Task requirements =>
(1) Translate this sentence from the passage about the song "Do You Wanna Make Love" into Spanish: "The song reached number 11 in Australia."
(2) Write a continuation of the article on Peter McCann's song "Do You Wanna Make Love," starting right after its last sentence.

Selected extract =>

———

"Do You Wanna Make Love" is a song written and performed by Peter McCann, an American songwriter. The song was featured on his 1977 album, Peter McCann. 
"Do You Wanna Make Love" was produced by Hal Yoergler.

The B-side to the single, "Right Time of the Night", was also written by McCann and was recorded by John Travolta and by Jennifer Warnes in 1976 with Warnes' version a hit single in the US in early 1977.

Chart perfomance
It reached #5 on the U.S. Billboard Hot 100 and #22 on the adult contemporary chart in 1977.   In Canada, the song hit #15, and reached #10 on the Adult Contemporary chart.  In South Africa, the song reached #1. The song reached number 11 in Australia.

The single ranked #17 on Billboard's Year-End Hot 100 singles of 1977.  It also ranked #17 on New Zealand's Top 50 singles of 1977 year-end chart.

———

Listed entries =>
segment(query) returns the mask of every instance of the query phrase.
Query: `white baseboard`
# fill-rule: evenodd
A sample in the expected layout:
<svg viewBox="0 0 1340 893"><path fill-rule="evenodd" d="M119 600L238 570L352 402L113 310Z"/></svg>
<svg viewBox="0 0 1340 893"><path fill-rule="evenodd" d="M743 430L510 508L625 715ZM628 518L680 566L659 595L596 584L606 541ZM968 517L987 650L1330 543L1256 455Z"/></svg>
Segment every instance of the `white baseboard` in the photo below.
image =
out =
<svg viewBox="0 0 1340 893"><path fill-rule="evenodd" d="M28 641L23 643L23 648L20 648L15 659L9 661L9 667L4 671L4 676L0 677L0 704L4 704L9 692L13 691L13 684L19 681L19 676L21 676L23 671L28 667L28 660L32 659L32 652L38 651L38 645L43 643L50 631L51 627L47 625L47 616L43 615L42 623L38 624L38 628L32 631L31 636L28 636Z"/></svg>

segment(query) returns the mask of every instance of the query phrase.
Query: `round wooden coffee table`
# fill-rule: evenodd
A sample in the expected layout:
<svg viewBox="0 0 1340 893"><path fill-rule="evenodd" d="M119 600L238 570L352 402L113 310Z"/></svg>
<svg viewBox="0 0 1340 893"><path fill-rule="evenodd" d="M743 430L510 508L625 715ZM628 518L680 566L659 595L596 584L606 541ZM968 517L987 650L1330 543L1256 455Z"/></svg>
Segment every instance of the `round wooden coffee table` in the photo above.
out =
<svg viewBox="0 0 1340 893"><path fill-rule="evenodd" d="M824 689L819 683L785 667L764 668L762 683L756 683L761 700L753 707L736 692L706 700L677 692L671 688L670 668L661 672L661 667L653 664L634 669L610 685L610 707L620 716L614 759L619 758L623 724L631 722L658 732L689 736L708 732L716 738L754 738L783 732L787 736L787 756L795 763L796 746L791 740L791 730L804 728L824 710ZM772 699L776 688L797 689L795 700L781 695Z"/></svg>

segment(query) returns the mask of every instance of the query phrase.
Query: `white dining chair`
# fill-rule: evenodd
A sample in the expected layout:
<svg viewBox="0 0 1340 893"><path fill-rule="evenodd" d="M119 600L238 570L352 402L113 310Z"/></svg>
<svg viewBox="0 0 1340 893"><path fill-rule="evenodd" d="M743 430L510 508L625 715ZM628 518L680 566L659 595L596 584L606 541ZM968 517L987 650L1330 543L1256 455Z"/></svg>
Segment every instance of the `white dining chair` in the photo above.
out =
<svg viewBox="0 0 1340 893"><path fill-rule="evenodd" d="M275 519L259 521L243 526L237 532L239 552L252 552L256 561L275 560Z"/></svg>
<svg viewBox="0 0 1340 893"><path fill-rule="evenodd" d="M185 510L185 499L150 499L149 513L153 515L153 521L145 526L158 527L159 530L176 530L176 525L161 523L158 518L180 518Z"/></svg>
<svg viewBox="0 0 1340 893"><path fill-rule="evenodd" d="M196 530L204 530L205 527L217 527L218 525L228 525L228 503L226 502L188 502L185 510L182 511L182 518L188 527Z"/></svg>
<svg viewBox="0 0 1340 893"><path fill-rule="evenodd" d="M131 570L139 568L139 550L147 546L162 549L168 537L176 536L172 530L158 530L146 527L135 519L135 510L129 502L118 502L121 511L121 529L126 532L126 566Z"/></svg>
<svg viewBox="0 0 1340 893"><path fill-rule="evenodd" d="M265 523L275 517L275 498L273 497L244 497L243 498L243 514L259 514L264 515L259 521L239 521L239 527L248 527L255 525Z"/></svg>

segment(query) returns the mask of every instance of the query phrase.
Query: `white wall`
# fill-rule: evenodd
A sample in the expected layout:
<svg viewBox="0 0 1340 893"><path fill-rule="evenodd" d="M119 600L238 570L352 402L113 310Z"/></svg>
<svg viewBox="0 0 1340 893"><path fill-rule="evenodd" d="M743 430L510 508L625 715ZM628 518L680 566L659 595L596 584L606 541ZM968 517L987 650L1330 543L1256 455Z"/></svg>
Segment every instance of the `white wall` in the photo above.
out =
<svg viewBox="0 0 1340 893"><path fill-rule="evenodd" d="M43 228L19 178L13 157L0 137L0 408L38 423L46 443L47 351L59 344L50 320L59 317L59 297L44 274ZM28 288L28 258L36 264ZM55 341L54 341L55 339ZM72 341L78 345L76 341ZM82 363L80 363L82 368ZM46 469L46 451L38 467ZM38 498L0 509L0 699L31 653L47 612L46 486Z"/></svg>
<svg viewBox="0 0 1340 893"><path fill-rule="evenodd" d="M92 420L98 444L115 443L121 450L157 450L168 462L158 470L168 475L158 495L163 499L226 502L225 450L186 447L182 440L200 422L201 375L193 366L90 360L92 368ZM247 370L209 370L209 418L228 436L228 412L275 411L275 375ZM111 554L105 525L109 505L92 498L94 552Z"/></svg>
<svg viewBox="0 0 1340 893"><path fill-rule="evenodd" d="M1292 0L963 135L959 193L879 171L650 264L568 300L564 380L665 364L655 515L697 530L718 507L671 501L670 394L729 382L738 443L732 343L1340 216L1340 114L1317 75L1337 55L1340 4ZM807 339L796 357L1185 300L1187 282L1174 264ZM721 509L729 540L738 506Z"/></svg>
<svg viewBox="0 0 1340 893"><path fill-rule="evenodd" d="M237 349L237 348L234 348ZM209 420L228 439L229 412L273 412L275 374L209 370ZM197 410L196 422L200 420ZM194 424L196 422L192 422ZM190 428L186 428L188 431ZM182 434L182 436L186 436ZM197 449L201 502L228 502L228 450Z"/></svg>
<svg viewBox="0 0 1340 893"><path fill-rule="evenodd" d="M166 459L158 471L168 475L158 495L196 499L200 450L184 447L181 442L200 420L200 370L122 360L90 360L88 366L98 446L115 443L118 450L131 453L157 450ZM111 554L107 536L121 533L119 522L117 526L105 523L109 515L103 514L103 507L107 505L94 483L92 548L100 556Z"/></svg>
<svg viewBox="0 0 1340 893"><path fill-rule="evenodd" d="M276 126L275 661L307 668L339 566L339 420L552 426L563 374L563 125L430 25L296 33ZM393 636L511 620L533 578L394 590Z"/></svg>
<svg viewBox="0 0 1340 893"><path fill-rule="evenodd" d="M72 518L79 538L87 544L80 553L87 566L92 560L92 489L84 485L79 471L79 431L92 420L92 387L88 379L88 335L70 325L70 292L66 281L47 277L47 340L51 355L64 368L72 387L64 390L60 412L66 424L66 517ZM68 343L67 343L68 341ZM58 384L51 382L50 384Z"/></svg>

———

Exercise answers =>
(1) La canción alcanzó el número 11 en Australia.

(2)
Charting versions
David Wills released a version of the song as a single in 1977 which reached #82 on the U.S. country chart.
Millie Jackson and Isaac Hayes released a version of the song as a single in 1980 which reached #30 on the U.S. R&B chart.
Buck Owens released a version of the song as a single in 1980 which reached #74 on the Cashbox country chart and #80 on the U.S. country chart.

Other versions
Leslie Cheung released a version of the song on his 1977 album, I Like Dreamin'''.
Facts of Life released a version of the song on their 1978 album, A Matter of Fact.
The New Seekers released a version of the song as a single in 1978 in the United Kingdom.
Peter Doyle released a version of the song as a single in 1980 in the United Kingdom.

In popular culture
The song was included in the musical comedy Disaster!''
The song was being played on New York radio station WABC (AM) while the lights went out to begin the New York City blackout of 1977, during sportscaster George Michael’s shift on the air. Michael’s coverage of the event became one of the highlights of his career.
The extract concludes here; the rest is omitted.